## SELECTION
# Lecture 08: Automatic Differentiation & Physics-Informed Neural Networks

---

## Part 1: Automatic Differentiation (10 min)

### Derivatives in Physics

Forces from potentials. Equations of motion from Lagrangians. Response functions from free energies:

$$\mathbf{F} = -\nabla V, \qquad \frac{d}{dt}\frac{\partial L}{\partial \dot{q}} = \frac{\partial L}{\partial q}, \qquad \chi = -\frac{\partial^2 F}{\partial h^2}$$

How do we compute these on a computer?

| Method | Exact? | Cost | Limitation |
|--------|--------|------|------------|
| Symbolic | Yes | High | Expression swell — grows exponentially |
| Finite difference | No | Low | Step-size dilemma |
| **Autodiff** | **Yes** | **Low** | Needs a framework |

### Why Not Finite Differences?

$$f'(x) \approx \frac{f(x+h) - f(x-h)}{2h}$$

Large $h$ gives truncation error $O(h^2)$. Small $h$ triggers floating-point cancellation. There is no universally good $h$:

![Finite difference error vs step size](https://upload.wikimedia.org/wikipedia/commons/4/41/AbsoluteErrorNumericalDifferentiationExample.png)

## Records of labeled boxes
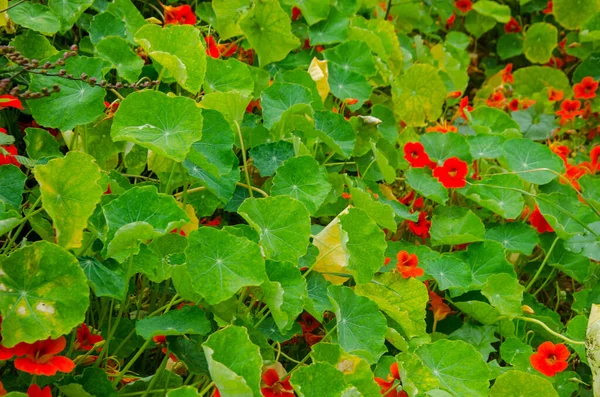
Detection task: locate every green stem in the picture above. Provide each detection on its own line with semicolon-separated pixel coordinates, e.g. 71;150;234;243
515;316;585;345
235;121;254;197
525;237;559;292
142;347;171;397
113;338;154;386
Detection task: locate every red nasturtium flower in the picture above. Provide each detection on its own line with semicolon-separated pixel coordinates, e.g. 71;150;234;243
404;142;431;168
556;99;583;124
0;95;23;110
374;362;408;397
160;3;196;25
204;36;221;58
27;385;52;397
446;13;456;30
529;205;554;233
433;157;469;188
260;363;295;397
573;76;598;99
292;7;302;21
15;336;75;376
426;120;458;134
529;342;570;376
454;0;473;13
502;63;515;84
457;96;473;120
504;17;523;33
508;98;519;112
548;87;565;102
406;211;431;238
485;91;506;108
396;251;424;278
74;323;104;351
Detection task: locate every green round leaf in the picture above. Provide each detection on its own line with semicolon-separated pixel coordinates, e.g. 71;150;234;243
135;306;211;339
485;223;539;255
261;261;308;332
392;64;446;127
111;90;202;161
490;370;558;397
8;1;60;34
552;0;600;29
415;339;490;397
34;152;103;248
323;40;377;77
473;0;510;23
135;24;206;94
202;325;263;397
240;0;300;66
27;56;107;131
271;156;331;214
504;139;565;185
430;206;485;246
260;83;312;129
327;285;387;364
290;363;348;397
356;273;429;339
238;196;311;263
102;186;189;248
0;241;89;347
185;227;267;305
481;273;525;316
96;36;144;83
0;164;27;209
523;22;558;63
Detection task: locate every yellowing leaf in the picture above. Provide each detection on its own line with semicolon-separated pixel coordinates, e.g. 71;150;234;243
0;0;8;26
177;202;200;235
308;57;329;102
585;304;600;396
313;208;348;285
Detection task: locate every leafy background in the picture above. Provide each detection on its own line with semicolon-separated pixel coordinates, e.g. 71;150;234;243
0;0;600;397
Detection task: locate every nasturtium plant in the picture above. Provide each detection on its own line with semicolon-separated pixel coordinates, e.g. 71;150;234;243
0;0;600;397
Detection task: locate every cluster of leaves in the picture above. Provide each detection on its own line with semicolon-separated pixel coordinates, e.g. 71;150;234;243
0;0;600;397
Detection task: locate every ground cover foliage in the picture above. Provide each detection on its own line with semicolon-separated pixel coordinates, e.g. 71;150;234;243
0;0;600;397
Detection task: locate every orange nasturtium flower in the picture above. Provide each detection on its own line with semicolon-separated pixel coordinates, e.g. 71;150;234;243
396;251;424;278
548;87;565;102
529;342;570;376
374;362;408;397
454;0;473;13
502;63;515;84
74;323;104;351
27;384;52;397
0;95;23;110
433;157;469;188
504;17;523;33
556;99;583;124
160;3;196;25
14;336;75;376
573;76;598;99
529;205;554;233
260;363;295;397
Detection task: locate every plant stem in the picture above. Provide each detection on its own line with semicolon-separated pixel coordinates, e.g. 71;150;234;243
515;316;585;345
235;121;254;197
525;237;559;292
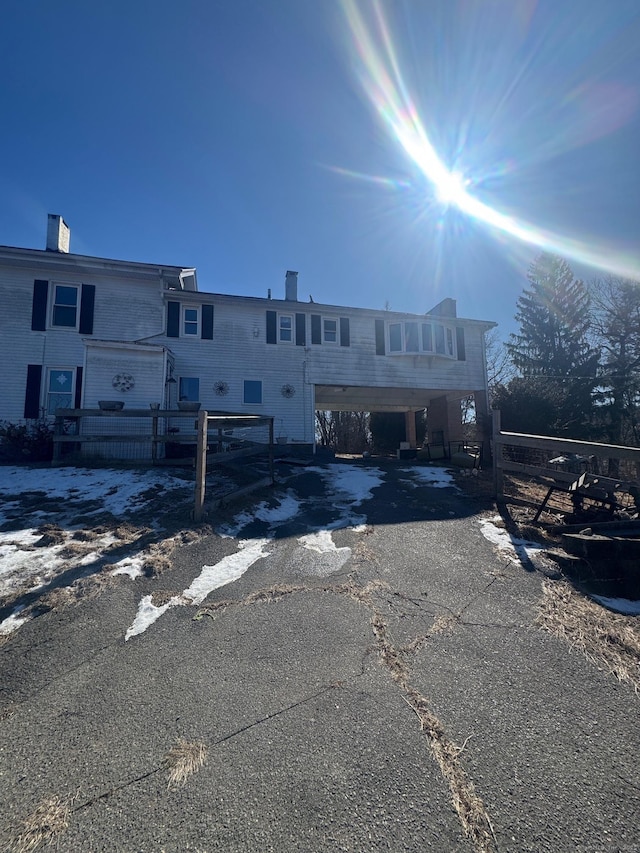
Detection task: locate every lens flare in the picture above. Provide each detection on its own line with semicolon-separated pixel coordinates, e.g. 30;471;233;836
342;0;640;280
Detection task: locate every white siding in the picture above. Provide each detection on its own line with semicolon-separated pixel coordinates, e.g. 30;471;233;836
0;267;164;421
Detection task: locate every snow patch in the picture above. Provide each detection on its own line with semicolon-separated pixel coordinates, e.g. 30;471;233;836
478;515;545;559
398;466;460;492
124;539;271;642
0;605;28;636
307;463;384;506
124;595;184;642
218;492;300;539
182;539;270;604
298;530;351;559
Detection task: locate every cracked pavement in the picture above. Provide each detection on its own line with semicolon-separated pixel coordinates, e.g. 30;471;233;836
0;462;640;853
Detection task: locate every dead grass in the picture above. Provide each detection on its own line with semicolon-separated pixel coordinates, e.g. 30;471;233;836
537;581;640;692
164;738;207;790
405;687;495;853
151;589;181;607
9;796;71;853
242;584;309;605
142;554;171;578
193;598;239;622
371;609;496;853
429;613;460;637
371;610;409;688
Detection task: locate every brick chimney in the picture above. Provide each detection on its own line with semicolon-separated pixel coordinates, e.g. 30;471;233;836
284;270;298;302
47;213;71;254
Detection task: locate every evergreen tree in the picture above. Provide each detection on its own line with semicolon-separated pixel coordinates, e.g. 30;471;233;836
506;254;598;438
591;277;640;456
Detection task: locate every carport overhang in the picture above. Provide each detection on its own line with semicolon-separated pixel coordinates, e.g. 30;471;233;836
315;385;473;412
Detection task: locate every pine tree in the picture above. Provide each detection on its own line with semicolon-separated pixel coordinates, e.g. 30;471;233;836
507;254;598;438
591;277;640;456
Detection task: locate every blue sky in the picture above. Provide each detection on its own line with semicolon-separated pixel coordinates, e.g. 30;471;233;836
0;0;640;335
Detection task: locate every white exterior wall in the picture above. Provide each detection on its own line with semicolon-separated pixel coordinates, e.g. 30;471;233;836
159;300;315;443
154;293;486;443
0;256;164;421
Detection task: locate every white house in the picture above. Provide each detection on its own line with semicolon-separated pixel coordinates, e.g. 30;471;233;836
0;214;495;460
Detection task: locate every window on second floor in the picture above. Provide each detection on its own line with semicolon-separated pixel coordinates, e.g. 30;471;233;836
322;317;338;344
389;320;456;358
51;284;78;329
278;314;293;344
178;376;200;403
182;305;200;338
242;379;262;406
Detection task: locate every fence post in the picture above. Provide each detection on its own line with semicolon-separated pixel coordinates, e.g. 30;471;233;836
491;409;504;500
193;409;209;521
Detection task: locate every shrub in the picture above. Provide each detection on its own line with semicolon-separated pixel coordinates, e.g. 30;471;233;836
0;420;53;462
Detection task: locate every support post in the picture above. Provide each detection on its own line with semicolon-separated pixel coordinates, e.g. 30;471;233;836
151;411;158;465
404;410;417;450
491;409;504;501
269;418;276;486
193;410;208;522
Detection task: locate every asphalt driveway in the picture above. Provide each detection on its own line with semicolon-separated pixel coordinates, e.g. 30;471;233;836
0;462;640;853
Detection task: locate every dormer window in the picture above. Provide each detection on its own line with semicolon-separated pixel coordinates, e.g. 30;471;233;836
51;284;78;329
278;314;293;344
182;306;200;338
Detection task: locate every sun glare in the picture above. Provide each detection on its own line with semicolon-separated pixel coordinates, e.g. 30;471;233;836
435;172;467;208
342;0;640;280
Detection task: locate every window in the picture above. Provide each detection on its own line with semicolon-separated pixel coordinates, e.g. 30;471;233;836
422;323;433;352
388;320;456;358
278;314;293;343
178;376;200;403
404;323;420;352
182;306;200;338
389;323;402;352
322;318;338;344
51;284;78;329
243;379;262;406
46;368;74;415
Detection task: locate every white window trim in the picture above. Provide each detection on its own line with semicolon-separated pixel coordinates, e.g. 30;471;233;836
180;302;202;341
278;313;296;344
49;281;81;332
242;379;264;406
178;378;201;403
386;319;458;361
321;317;340;347
45;364;78;417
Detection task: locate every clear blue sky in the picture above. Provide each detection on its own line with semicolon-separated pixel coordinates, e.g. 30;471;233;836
0;0;640;335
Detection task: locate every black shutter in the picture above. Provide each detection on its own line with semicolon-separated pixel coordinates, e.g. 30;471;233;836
31;278;49;332
340;317;351;347
376;320;385;355
78;284;96;335
267;311;278;344
201;305;213;341
167;302;180;338
311;314;322;344
73;367;82;409
24;364;42;418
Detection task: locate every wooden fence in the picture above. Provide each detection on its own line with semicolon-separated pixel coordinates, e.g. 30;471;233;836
492;410;640;503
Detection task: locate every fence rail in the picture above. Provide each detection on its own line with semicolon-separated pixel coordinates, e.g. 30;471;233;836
493;410;640;516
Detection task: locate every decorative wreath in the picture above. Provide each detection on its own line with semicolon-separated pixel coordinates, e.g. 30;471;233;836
111;373;136;391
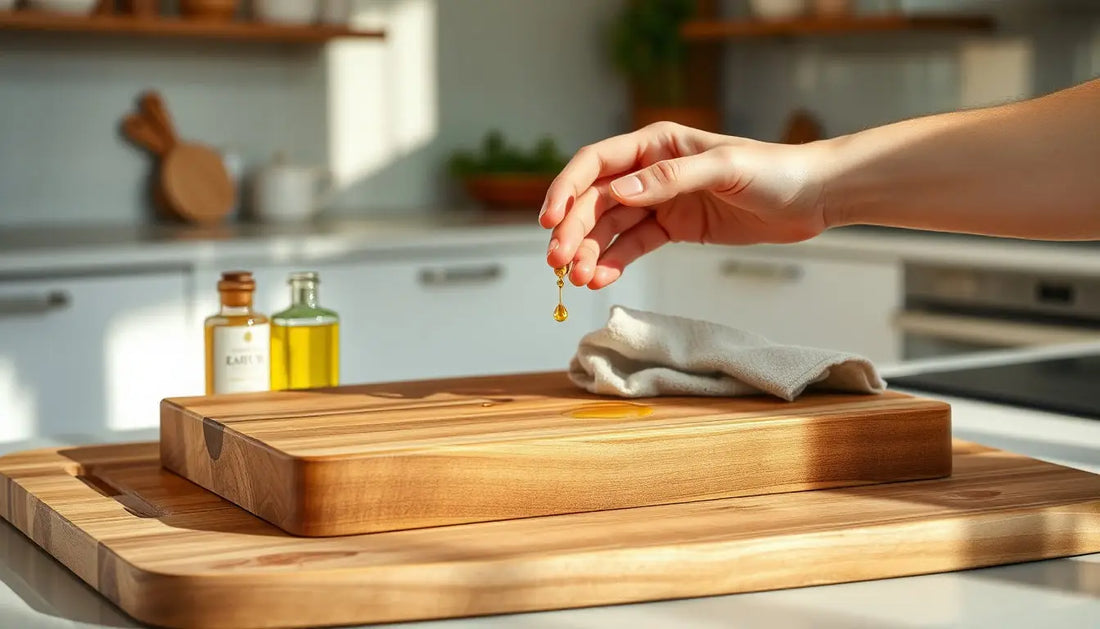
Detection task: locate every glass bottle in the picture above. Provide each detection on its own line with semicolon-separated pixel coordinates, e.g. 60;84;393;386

## REQUIRED TASK 1
Translate this sentence from the automatic differentiation lecture into Spanish: "Small $h$ triggers floating-point cancellation."
## REQUIRED TASK 2
Pick up the automatic differentiation lecture where it ends and write what comes next.

## ANSWER 1
Un $h$ pequeño provoca cancelación en coma flotante.

## ANSWER 2
*Fig 1. Error of numerical differentiation vs step size. Truncation error dominates at large $h$ (right), cancellation error at small $h$ (left). Autodiff avoids this entirely. [Wikipedia, CC-BY-SA]*

### Autodiff: A Worked Example

Consider computing $e = (a + b) \times (b + 1)$. We break it into elementary steps:

$$c = a + b, \qquad d = b + 1, \qquad e = c \times d$$

This defines a **computational graph**. Each edge carries a local partial derivative:

$$\frac{\partial c}{\partial a} = 1, \quad \frac{\partial c}{\partial b} = 1, \quad \frac{\partial d}{\partial b} = 1, \quad \frac{\partial e}{\partial c} = d, \quad \frac{\partial e}{\partial d} = c$$

The chain rule gives the end-to-end derivative by **multiplying along paths** and **summing over paths**:

$$\frac{\partial e}{\partial b} = \frac{\partial e}{\partial c}\frac{\partial c}{\partial b} + \frac{\partial e}{\partial d}\frac{\partial d}{\partial b} = d \cdot 1 + c \cdot 1$$

The question is: in which **order** do we evaluate this? Two strategies:

**Forward mode** — fix one input (here $b$), push its derivative forward through the graph:

$$\frac{\partial c}{\partial b} = 1 \;\to\; \frac{\partial d}{\partial b} = 1 \;\to\; \frac{\partial e}{\partial b} = d \cdot 1 + c \cdot 1$$

One pass gives $\partial e / \partial b$. To get $\partial e / \partial a$, we need a separate pass.

![Forward-mode autodiff](https://colah.github.io/posts/2015-08-Backprop/img/tree-forwradmode.png)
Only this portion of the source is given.